* Task to carry out: Write every line of the rows below as a JSON list of strings, one string per line, skipping blank lines and leaving out the pictures.

Records from a data collection:

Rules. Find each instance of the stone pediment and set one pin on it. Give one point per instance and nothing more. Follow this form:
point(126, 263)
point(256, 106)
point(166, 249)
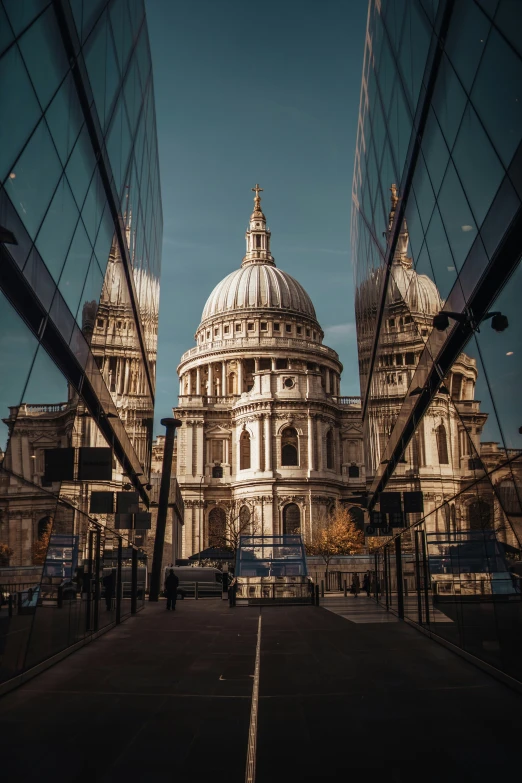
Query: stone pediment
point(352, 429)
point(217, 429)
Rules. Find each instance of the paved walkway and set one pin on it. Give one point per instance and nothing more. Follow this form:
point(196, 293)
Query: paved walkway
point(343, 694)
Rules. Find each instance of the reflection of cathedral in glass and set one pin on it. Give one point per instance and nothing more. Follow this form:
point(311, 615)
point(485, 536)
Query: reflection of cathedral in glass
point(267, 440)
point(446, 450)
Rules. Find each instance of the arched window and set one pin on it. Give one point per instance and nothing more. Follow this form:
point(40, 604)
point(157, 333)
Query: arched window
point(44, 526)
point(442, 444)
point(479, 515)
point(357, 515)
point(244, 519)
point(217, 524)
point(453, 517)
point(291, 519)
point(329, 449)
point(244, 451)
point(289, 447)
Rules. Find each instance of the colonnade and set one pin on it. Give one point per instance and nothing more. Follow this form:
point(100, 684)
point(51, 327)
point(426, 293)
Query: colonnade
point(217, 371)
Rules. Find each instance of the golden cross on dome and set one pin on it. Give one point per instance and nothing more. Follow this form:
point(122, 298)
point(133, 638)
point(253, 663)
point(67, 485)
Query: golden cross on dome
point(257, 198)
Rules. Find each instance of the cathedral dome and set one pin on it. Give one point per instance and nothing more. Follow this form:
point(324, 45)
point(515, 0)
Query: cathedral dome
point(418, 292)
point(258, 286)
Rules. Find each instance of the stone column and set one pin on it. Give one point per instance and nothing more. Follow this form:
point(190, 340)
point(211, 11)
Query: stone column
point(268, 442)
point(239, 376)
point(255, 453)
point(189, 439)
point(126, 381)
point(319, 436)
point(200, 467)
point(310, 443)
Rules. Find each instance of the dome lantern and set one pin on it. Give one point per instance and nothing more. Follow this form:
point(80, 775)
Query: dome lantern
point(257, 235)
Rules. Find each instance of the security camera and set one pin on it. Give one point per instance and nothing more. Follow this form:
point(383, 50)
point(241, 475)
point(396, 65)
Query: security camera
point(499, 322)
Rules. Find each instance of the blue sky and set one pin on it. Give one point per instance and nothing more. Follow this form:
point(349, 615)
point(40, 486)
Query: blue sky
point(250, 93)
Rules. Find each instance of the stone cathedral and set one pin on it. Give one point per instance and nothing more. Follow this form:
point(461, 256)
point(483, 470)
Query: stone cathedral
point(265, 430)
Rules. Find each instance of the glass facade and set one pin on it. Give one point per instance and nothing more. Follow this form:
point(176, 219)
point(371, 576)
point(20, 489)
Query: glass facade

* Correct result:
[
  "Rules. Find each instance of the stone pediment and set one pin on it. Give one point per instance and nothing more. Follow this form:",
  "point(126, 263)",
  "point(256, 106)",
  "point(166, 249)",
  "Query: stone pediment",
  "point(352, 429)",
  "point(217, 429)",
  "Rules. Find each instance of the paved walkway and set one pin on it. Give one point per instance and nothing more. Follow this form:",
  "point(196, 293)",
  "Query: paved walkway",
  "point(343, 694)",
  "Rules. Find each instance of the reflection of cathedral in glass and set one pin on it. Give one point per instance and nothing more. Follow this form:",
  "point(311, 615)",
  "point(485, 536)",
  "Query: reflection of cathedral in glass",
  "point(267, 440)",
  "point(446, 450)",
  "Rules. Find each instance of the arched window and set one pin on it. Give one point per instance and nothing more. Follow this form:",
  "point(40, 604)",
  "point(157, 333)",
  "Query: arched window",
  "point(44, 526)",
  "point(442, 444)",
  "point(479, 515)",
  "point(357, 515)",
  "point(244, 519)",
  "point(217, 524)",
  "point(453, 517)",
  "point(291, 519)",
  "point(329, 449)",
  "point(244, 451)",
  "point(289, 447)",
  "Rules. Find each instance of the colonnade and set one pin on it. Give one point per instance and nothing more. Follow this form:",
  "point(100, 684)",
  "point(51, 327)",
  "point(426, 293)",
  "Query: colonnade",
  "point(217, 371)",
  "Rules. Find each instance of the golden cross on dome and set one pin on it. Give one point per instance and nothing more. Follow this form:",
  "point(122, 298)",
  "point(133, 638)",
  "point(253, 663)",
  "point(67, 485)",
  "Query: golden cross on dome",
  "point(257, 198)",
  "Rules. Find each instance of the cathedral dome and set one pin on it. Give one point per instance and nothing more. Follow this form:",
  "point(324, 45)",
  "point(515, 0)",
  "Query: cathedral dome",
  "point(418, 292)",
  "point(258, 286)",
  "Rules. Find each instance of the stone column and set one pin on it. Give one point per instance and nothing more. Follow this form:",
  "point(190, 340)",
  "point(211, 11)",
  "Query: stone column",
  "point(268, 442)",
  "point(239, 376)",
  "point(255, 453)",
  "point(189, 439)",
  "point(126, 381)",
  "point(319, 436)",
  "point(200, 467)",
  "point(310, 443)",
  "Rules. Find each instance of the dome lantern and set one pin on it. Give one point per instance and nothing more. Follow this form:",
  "point(80, 775)",
  "Query: dome lantern",
  "point(257, 235)",
  "Rules. Find each instance of the security camera and set one pin on it. Give one point per instance and nothing more. Follow this form:",
  "point(383, 50)",
  "point(241, 475)",
  "point(396, 65)",
  "Query: security camera",
  "point(499, 322)",
  "Rules. Find each instance of the blue sky and set one pin on it. Give one point per instance and nothing more. Follow this form:",
  "point(349, 615)",
  "point(40, 486)",
  "Query: blue sky",
  "point(250, 93)",
  "Rules. Find each instance of the stone cathedral and set one pin on it. Give one point per instance and nothing more. Follow this form:",
  "point(461, 256)",
  "point(483, 470)",
  "Query: stone cathedral",
  "point(265, 430)",
  "Rules. Find each instance of the glass facade and set one pin on it. Give one point per instance and nothing more. Follow this form:",
  "point(176, 219)",
  "point(371, 576)",
  "point(20, 489)",
  "Query: glass facade"
]